PROBLEM REQUIREMENTS — Reproduce the following lines verbatim, beginning at the line containing "the bear's hind" and continuing through the end of the items.

○ ○ ○ ○

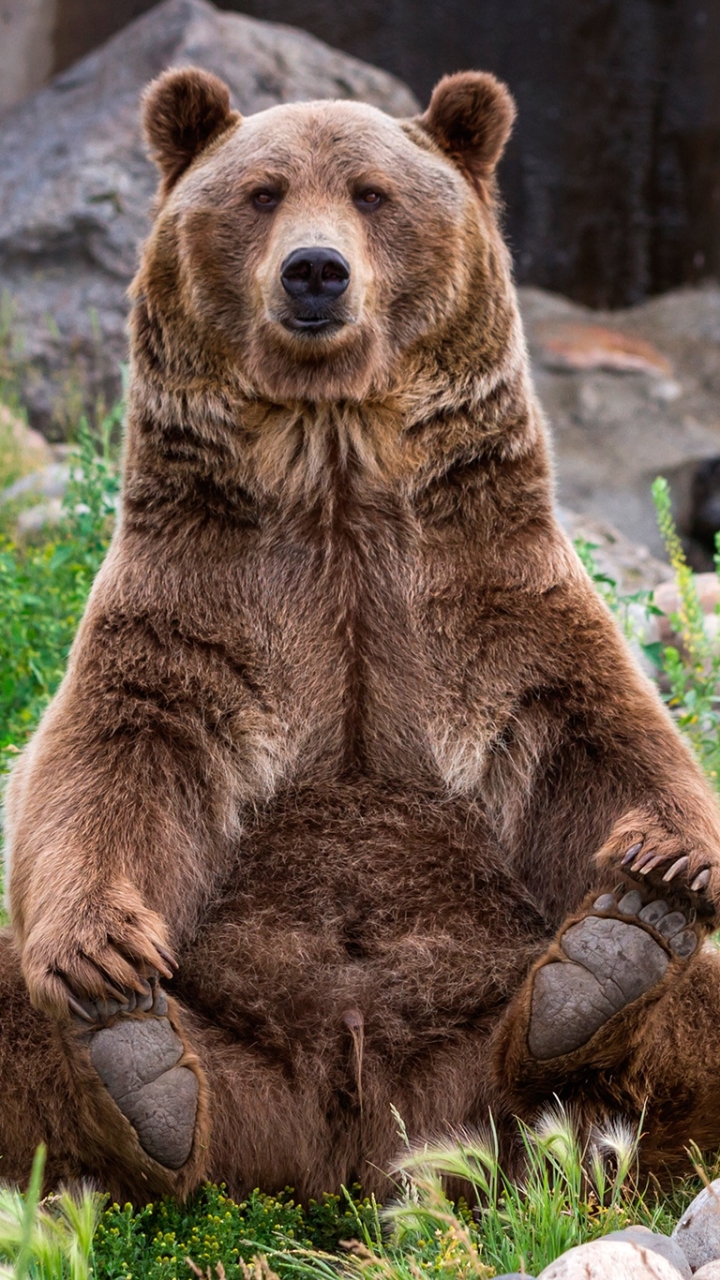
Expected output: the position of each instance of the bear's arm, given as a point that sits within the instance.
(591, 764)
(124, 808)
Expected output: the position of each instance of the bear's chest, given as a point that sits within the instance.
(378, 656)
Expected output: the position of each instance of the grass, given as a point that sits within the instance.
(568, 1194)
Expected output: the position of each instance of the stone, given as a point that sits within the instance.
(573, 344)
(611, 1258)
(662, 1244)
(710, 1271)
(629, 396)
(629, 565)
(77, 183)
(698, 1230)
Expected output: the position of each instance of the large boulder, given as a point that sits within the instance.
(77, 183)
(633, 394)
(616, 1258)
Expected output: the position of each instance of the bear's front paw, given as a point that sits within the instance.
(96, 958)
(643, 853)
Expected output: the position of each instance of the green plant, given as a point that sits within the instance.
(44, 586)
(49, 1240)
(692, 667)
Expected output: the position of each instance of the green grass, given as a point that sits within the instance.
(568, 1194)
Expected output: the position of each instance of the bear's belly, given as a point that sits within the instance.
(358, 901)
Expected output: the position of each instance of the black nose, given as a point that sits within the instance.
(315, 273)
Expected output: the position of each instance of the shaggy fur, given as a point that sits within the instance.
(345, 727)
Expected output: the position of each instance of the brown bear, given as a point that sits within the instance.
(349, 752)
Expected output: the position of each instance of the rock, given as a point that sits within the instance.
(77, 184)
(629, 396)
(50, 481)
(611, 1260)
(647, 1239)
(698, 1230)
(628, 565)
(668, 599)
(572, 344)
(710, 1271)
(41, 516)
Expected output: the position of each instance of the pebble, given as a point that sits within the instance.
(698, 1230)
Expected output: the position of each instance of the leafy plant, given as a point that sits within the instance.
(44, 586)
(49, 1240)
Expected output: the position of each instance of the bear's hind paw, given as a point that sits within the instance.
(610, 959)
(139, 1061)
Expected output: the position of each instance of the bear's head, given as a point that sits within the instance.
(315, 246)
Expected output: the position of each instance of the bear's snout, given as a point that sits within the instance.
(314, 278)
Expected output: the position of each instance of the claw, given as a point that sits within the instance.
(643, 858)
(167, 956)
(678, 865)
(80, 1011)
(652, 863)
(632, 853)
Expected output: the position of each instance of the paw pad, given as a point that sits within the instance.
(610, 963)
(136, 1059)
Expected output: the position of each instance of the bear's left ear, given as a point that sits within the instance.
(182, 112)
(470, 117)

○ ○ ○ ○

REPLY —
Expected output: the position of each instance of the bear's hind paw, given as a point that sits within the instance.
(610, 959)
(139, 1061)
Expected output: the position of each instance of the bear's head, given as a point that sits within the instance.
(315, 246)
Expected output: the position of each instance of the bear's snout, given as a point that sits within the instance.
(314, 278)
Expected output: the position of each instance of the claw, given as a point that sits within the instance.
(643, 858)
(167, 956)
(678, 865)
(80, 1011)
(652, 863)
(632, 853)
Expected output: the position of each instance of the paw pad, given as a point that sits within the instance.
(610, 963)
(136, 1059)
Expected output: the position of each instance of the bear's left ear, given as a point that sits within the instance.
(182, 112)
(470, 117)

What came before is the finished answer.